▶ TASKS FOR THIS EXERCISE:
(a) Answer these from the forum post about OpenLog data loss:
(i) Which two OpenLog versions does the writer say drop sectors at high baud rates?
(ii) How many characters does the post give for 250 ms at 57600 bps?
(iii) What does the writer say EFSL needs an update to do?
(b) Summarize the forum post about OpenLog data loss in two sentences.
(c) Resume the forum post about OpenLog data loss, picking up after its final sentence.

▶ SOURCE EXCERPT:
━━━━━━

I also find that openlog drops sectors both V1.61 and V2.4 at high baud rates. For me 1% data loss is still no good, surly nothing should be dropped, at 2 GB, 1% is still 10 MB!

Is SRAM the solution?

At 38400 bps, 250 ms is 960 chars, At 57600 its 1440 chars, with only 2 K its tight, but is there a way?

With a Formatted card, is there still a problem when keeping the FAT/directory up to date, its writing the same sector all the time, so when the card is close to full the card will have to erase-write instead of just swapping out a sector.

I used EFSL before and it has quite a good caching method, keeping the sectors in memory that are being used. It needs an update to write FAT32/SDHC though.

Could also instead of writing to a serial buffer, then copying this data into a buffer to write to the card, would you save space by keeping 2 sectors in memory, one for the current sector being written, then the other which contains the next sector to write. This would get away from the need to double buffer the data. The writing to the sector cache could be done directly in the serial interrupt. The cache could also be flushed on request, of before going to low power mode.

━━━━━━

Pointing rows:
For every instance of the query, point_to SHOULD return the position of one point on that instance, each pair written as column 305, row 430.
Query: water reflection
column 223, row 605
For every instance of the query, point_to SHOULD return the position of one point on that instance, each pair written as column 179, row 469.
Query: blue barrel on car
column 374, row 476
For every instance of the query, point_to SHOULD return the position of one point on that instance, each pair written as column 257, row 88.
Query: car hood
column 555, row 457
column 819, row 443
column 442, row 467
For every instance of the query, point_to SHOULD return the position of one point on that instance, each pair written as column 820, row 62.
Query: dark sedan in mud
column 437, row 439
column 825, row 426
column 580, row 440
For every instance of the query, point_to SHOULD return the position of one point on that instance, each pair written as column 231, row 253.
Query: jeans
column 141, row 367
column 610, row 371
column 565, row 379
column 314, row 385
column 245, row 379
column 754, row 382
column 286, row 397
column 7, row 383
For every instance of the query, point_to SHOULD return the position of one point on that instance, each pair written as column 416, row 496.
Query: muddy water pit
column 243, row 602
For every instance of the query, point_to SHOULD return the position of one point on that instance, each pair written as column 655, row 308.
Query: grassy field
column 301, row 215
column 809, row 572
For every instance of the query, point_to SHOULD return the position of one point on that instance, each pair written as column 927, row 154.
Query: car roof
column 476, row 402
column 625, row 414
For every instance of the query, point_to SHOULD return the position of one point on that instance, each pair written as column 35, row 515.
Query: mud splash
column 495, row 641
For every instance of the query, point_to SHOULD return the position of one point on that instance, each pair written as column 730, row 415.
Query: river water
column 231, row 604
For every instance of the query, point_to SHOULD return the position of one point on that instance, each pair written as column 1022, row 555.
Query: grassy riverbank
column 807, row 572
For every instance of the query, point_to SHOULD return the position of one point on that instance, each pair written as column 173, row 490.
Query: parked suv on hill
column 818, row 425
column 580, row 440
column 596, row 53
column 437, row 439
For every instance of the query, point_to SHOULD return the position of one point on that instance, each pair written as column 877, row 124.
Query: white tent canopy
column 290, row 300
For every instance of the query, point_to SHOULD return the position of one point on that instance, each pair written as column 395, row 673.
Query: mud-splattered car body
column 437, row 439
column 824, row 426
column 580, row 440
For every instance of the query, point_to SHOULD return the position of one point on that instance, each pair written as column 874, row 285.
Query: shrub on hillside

━━━━━━

▶ PER-TASK ANSWERS:
(a)
(i) V1.61 and V2.4
(ii) 1440 chars
(iii) Write FAT32/SDHC

(b) The writer reports that OpenLog V1.61 and V2.4 drop sectors at high baud rates, asks whether SRAM is the solution when only 2 K is available, and notes that repeatedly writing the same FAT/directory sector could force erase-writes when the card is close to full. After praising EFSL's caching of sectors in use, the writer suggests keeping two sectors in memory and writing to that cache directly in the serial interrupt, which would avoid double buffering and let the cache be flushed on request or before low power mode.

(c)
@nseidle
SparkFun Electronics member

I've started contemplating an SRAM backed OpenLog (I know tz, you've been pushing me for over a year for this). I'm going to close this issue and look at two OpenLog versions. One for regular people, and one for super-fast endless datarates.

@nseidle nseidle closed this Jun 1, 2011
@tz1
tz1 commented Jun 1, 2011

I actually had a working prototype that someone else verified. And it isn't that complex to add, just another, different slave-select pin for the SRAM. A 32k microchip should handle anything and it has a TSSOP version. Also 12Mhz gives a better multiple for 115.2k, but you might also want to try some multiple of 921600 so you can do the higher baud rates. 14.7456Mhz would hit them exactly, though would require a bootloader tweak, but you probably can move to optiboot at the same time.
(the only other thing would be to bring out the I2C pins to a connection so you could log those kinds of sensors and/or the ICP pin to log edges/timings/pulse stuff).
A Class 10 device might help, but I haven't tried it:
http://www.newegg.com/Product/Product.aspx?Item=N82E16820161411

@thomasylo

At 115200 baud use SD card with write speed of 40 MByte per second for continouous logging. Noname brand card barely works for 9600. They usually do not even specify the write rate. I found Samsung's 16GB card with the above speed good enough. They also have 32GB card that runs at 80Mbyte per second in write.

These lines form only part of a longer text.